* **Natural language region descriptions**
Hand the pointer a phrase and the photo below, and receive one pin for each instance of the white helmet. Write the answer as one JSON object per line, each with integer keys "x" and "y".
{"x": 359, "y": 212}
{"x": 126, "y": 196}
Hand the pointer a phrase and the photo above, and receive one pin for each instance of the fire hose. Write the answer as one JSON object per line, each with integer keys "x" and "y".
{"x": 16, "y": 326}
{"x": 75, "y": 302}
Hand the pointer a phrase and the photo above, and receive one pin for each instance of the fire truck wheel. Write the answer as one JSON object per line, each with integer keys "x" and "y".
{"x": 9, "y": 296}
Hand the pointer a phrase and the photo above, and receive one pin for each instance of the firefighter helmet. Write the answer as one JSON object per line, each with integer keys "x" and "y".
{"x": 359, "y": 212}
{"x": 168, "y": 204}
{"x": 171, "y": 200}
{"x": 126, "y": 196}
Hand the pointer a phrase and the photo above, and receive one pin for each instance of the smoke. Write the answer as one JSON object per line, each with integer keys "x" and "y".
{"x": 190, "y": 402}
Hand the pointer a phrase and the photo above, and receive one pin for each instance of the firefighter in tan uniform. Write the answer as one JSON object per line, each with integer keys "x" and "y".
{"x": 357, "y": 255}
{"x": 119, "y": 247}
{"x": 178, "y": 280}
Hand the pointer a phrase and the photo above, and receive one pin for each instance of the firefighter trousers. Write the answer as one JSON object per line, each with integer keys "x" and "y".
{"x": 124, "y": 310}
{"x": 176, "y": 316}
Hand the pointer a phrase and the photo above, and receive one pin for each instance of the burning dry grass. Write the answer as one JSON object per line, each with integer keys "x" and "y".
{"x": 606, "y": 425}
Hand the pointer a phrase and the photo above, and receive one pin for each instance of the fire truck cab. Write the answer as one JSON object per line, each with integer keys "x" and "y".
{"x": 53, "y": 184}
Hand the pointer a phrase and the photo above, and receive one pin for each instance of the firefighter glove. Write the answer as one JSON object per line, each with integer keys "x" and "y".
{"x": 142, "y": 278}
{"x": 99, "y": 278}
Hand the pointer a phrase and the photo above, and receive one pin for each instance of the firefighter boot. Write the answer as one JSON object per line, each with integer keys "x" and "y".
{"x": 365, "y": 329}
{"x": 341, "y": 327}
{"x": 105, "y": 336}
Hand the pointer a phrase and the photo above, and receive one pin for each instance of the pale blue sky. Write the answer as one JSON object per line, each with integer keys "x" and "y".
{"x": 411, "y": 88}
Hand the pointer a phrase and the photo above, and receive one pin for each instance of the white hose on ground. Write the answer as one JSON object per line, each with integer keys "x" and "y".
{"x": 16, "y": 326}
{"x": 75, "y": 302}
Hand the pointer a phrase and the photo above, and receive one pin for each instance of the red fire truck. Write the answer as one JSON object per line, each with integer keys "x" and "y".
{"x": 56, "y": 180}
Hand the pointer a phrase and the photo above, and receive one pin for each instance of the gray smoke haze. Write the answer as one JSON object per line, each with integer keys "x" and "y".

* **WORK REQUIRED**
Exact copies of every record above are required.

* **REPLY TO THE TASK**
Hand the pointer a phrase and the photo below, and receive one pin for each instance of the white helmet. Write the answer as one JSON object per line, each with integer keys "x" and "y".
{"x": 359, "y": 212}
{"x": 126, "y": 196}
Hand the pointer a phrase and the photo above, and receive one pin for each instance of the fire hose. Write the answer as one JSON object per line, each with integer keys "x" and "y".
{"x": 16, "y": 326}
{"x": 75, "y": 302}
Hand the pointer a phrase and the photo above, and receive one pin for each instance of the fire truck wheel. Write the answer as one JSON object per line, each with integer keys "x" and "y".
{"x": 9, "y": 296}
Hand the pointer a phrase and the photo above, and receive one pin for each instance of the firefighter helmet. Write the answer as one JSON object per line, each with integer keys "x" and "y".
{"x": 359, "y": 212}
{"x": 168, "y": 204}
{"x": 171, "y": 200}
{"x": 126, "y": 196}
Hand the pointer a phrase and the photo above, and receive one pin for each instance of the smoke. Write the answer as one JSON object per line, each with integer keys "x" and "y".
{"x": 190, "y": 402}
Hand the pointer a phrase and the photo above, and receive one pin for each instance of the firefighter in tan uniform. Write the answer as one JSON object per line, each with integer keys "x" and "y".
{"x": 357, "y": 255}
{"x": 119, "y": 247}
{"x": 178, "y": 280}
Hand the pointer a phrase and the photo above, and receive one pin for each instance of the firefighter trousers. Write the answer as one JSON object per line, each with integer keys "x" and "y".
{"x": 124, "y": 310}
{"x": 176, "y": 316}
Hand the pointer a phrase and the photo above, and receive one pin for each instance of the burning dry grass. Write the answer as one JSON object per line, each with integer keys "x" and "y".
{"x": 606, "y": 425}
Hand the pointer a phrase and the photo above, and receive one pin for each instance of the fire truck cab. Write the answer as one JSON object per line, each with integer keys "x" and "y".
{"x": 53, "y": 184}
Hand the pointer a phrase and the photo above, and receive one pin for each instance of the firefighter glove. Write the answer as one JSON object per line, each with integer keys "x" and "y".
{"x": 142, "y": 278}
{"x": 99, "y": 278}
Hand the pointer a phrase and the photo above, and receive one pin for each instance of the firefighter boot. Write the answer as one JSON object per line, each with integer keys "x" and "y".
{"x": 365, "y": 329}
{"x": 341, "y": 327}
{"x": 105, "y": 336}
Hand the pointer a phrase and the photo above, and receive one pin for each instance of the pale blue sky. Write the answer as one JSON object per line, each with integer keys "x" and "y".
{"x": 411, "y": 88}
Hand the pointer a phrase and the photo above, and receive one pin for each instance of the white hose on ground. Write the answer as one JSON object per line, each with integer keys "x" and "y".
{"x": 16, "y": 326}
{"x": 75, "y": 302}
Hand the pointer a phrase and the photo above, and receive one pin for each instance of the red fire truck. Write the answer as one JSON object per line, each with integer keys "x" and "y".
{"x": 56, "y": 180}
Hand the pointer a phrase and the photo above, and receive one pin for each instance of the gray smoke haze. Write the answer as one JSON object per line, each with integer keys "x" and "y".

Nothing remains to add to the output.